/---

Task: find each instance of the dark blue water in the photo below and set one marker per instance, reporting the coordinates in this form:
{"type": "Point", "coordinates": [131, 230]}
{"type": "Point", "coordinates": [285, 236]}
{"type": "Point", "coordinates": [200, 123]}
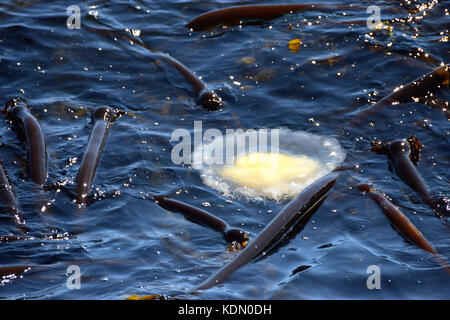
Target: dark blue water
{"type": "Point", "coordinates": [123, 243]}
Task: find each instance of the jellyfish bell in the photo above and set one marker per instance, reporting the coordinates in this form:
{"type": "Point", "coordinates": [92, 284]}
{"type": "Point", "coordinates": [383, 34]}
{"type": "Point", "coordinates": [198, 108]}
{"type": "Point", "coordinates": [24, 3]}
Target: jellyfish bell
{"type": "Point", "coordinates": [276, 171]}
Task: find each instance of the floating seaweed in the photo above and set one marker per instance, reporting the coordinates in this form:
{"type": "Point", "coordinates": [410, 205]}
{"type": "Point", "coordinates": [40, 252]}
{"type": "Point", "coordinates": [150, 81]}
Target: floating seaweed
{"type": "Point", "coordinates": [8, 198]}
{"type": "Point", "coordinates": [404, 158]}
{"type": "Point", "coordinates": [204, 97]}
{"type": "Point", "coordinates": [204, 218]}
{"type": "Point", "coordinates": [29, 130]}
{"type": "Point", "coordinates": [416, 88]}
{"type": "Point", "coordinates": [235, 15]}
{"type": "Point", "coordinates": [309, 199]}
{"type": "Point", "coordinates": [401, 222]}
{"type": "Point", "coordinates": [103, 118]}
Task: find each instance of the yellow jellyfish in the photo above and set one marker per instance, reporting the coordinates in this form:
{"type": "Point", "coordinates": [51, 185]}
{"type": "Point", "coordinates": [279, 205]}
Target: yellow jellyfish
{"type": "Point", "coordinates": [265, 171]}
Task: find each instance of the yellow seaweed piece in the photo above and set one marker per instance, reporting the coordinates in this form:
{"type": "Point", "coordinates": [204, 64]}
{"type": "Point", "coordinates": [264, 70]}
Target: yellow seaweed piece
{"type": "Point", "coordinates": [247, 60]}
{"type": "Point", "coordinates": [294, 45]}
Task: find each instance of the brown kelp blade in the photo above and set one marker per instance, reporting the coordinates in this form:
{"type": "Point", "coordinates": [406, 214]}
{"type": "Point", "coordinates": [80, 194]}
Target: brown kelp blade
{"type": "Point", "coordinates": [404, 155]}
{"type": "Point", "coordinates": [236, 14]}
{"type": "Point", "coordinates": [8, 198]}
{"type": "Point", "coordinates": [208, 99]}
{"type": "Point", "coordinates": [416, 88]}
{"type": "Point", "coordinates": [27, 126]}
{"type": "Point", "coordinates": [401, 222]}
{"type": "Point", "coordinates": [204, 218]}
{"type": "Point", "coordinates": [277, 227]}
{"type": "Point", "coordinates": [103, 118]}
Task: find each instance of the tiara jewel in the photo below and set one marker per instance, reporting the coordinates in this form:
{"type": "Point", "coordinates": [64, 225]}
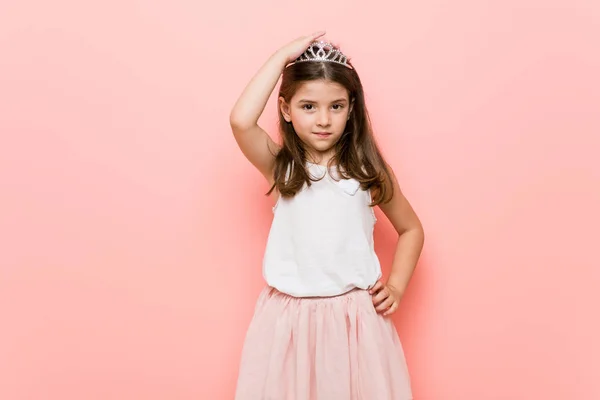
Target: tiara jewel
{"type": "Point", "coordinates": [323, 52]}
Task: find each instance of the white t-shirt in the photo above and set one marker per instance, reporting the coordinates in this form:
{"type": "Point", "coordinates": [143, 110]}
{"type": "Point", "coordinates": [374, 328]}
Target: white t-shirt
{"type": "Point", "coordinates": [321, 240]}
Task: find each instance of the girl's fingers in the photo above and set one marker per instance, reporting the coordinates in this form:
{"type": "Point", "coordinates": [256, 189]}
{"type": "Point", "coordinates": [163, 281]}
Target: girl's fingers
{"type": "Point", "coordinates": [378, 285]}
{"type": "Point", "coordinates": [392, 309]}
{"type": "Point", "coordinates": [387, 303]}
{"type": "Point", "coordinates": [381, 297]}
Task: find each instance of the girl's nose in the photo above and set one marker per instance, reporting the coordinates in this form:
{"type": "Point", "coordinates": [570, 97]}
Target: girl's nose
{"type": "Point", "coordinates": [324, 118]}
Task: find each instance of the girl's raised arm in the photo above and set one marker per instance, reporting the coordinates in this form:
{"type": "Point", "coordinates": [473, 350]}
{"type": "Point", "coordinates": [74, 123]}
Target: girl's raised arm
{"type": "Point", "coordinates": [255, 143]}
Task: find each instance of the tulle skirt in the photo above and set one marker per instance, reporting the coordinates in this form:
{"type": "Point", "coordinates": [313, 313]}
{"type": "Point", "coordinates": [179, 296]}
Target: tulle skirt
{"type": "Point", "coordinates": [325, 348]}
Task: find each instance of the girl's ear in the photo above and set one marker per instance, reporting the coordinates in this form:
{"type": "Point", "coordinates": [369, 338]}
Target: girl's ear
{"type": "Point", "coordinates": [284, 107]}
{"type": "Point", "coordinates": [350, 108]}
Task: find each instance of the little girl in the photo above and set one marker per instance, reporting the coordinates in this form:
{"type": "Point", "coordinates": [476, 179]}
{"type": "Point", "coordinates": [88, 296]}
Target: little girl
{"type": "Point", "coordinates": [321, 330]}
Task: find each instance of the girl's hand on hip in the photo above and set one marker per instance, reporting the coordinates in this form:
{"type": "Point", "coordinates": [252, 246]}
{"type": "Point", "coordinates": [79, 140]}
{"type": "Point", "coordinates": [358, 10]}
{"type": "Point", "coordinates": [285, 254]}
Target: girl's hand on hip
{"type": "Point", "coordinates": [386, 298]}
{"type": "Point", "coordinates": [292, 50]}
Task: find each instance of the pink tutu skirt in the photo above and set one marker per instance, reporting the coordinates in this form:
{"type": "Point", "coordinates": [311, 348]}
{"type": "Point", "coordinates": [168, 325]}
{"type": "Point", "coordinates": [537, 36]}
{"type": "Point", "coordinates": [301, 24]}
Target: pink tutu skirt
{"type": "Point", "coordinates": [324, 348]}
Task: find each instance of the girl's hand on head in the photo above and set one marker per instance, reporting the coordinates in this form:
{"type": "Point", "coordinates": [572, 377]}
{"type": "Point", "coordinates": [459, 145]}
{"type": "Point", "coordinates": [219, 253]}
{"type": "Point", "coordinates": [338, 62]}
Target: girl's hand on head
{"type": "Point", "coordinates": [292, 50]}
{"type": "Point", "coordinates": [386, 298]}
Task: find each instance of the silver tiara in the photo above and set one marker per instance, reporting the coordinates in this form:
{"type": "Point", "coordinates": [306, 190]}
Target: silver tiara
{"type": "Point", "coordinates": [323, 52]}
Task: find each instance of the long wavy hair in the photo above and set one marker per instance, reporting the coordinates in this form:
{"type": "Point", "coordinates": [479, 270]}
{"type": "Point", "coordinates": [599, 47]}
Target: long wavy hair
{"type": "Point", "coordinates": [356, 153]}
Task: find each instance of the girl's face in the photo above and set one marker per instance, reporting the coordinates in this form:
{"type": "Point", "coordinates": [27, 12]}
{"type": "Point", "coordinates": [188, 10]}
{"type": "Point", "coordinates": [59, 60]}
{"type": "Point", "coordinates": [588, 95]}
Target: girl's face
{"type": "Point", "coordinates": [318, 112]}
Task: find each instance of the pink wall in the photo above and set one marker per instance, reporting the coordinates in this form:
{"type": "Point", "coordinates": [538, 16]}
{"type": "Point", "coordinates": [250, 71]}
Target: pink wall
{"type": "Point", "coordinates": [132, 228]}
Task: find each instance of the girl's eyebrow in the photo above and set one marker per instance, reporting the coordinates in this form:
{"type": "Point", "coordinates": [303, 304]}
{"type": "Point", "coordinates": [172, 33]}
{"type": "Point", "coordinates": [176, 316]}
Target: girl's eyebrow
{"type": "Point", "coordinates": [311, 101]}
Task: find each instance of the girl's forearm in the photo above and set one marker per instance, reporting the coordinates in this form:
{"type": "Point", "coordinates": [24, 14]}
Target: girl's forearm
{"type": "Point", "coordinates": [408, 251]}
{"type": "Point", "coordinates": [251, 103]}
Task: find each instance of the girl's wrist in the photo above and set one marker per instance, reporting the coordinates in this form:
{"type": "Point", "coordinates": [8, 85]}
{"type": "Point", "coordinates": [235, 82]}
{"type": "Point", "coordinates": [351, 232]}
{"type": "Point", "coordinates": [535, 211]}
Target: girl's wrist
{"type": "Point", "coordinates": [280, 58]}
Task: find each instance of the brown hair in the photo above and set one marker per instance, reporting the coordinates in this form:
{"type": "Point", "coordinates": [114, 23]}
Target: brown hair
{"type": "Point", "coordinates": [356, 152]}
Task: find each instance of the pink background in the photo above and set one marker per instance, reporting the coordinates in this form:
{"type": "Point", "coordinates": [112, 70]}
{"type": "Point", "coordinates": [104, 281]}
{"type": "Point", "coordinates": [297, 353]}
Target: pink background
{"type": "Point", "coordinates": [132, 228]}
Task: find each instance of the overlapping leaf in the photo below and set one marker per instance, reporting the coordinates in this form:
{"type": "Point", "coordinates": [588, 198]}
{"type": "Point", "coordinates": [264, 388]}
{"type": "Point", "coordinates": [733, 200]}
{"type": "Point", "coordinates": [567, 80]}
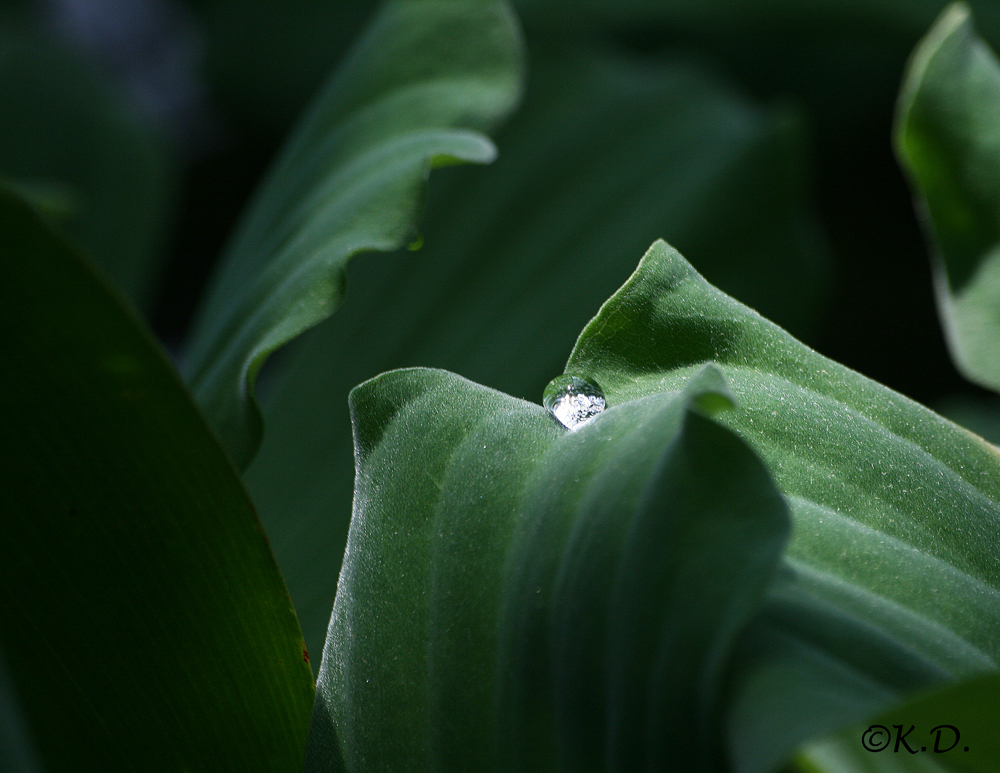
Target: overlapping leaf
{"type": "Point", "coordinates": [74, 149]}
{"type": "Point", "coordinates": [607, 154]}
{"type": "Point", "coordinates": [143, 620]}
{"type": "Point", "coordinates": [948, 139]}
{"type": "Point", "coordinates": [893, 571]}
{"type": "Point", "coordinates": [952, 729]}
{"type": "Point", "coordinates": [515, 593]}
{"type": "Point", "coordinates": [415, 93]}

\---

▸ Task goal
Give again, unchanged, only the lines from the line containing "Task: find each instance of the pink background" to the last line of the records above. Pictures do not belong in the copy.

▸ Final result
Task: find each instance of the pink background in the photo above and set one marker per instance, reporting the coordinates in this form:
{"type": "Point", "coordinates": [112, 70]}
{"type": "Point", "coordinates": [104, 281]}
{"type": "Point", "coordinates": [297, 353]}
Target: pink background
{"type": "Point", "coordinates": [132, 228]}
Task: find each instance of the overlapping leaf in the photo below and set one marker per instance, reporting the coordinates in this form:
{"type": "Point", "coordinates": [588, 198]}
{"type": "Point", "coordinates": [264, 388]}
{"type": "Point", "coordinates": [733, 200]}
{"type": "Point", "coordinates": [567, 80]}
Target: overlapping leaf
{"type": "Point", "coordinates": [74, 149]}
{"type": "Point", "coordinates": [607, 154]}
{"type": "Point", "coordinates": [143, 620]}
{"type": "Point", "coordinates": [948, 139]}
{"type": "Point", "coordinates": [893, 571]}
{"type": "Point", "coordinates": [952, 729]}
{"type": "Point", "coordinates": [515, 593]}
{"type": "Point", "coordinates": [415, 93]}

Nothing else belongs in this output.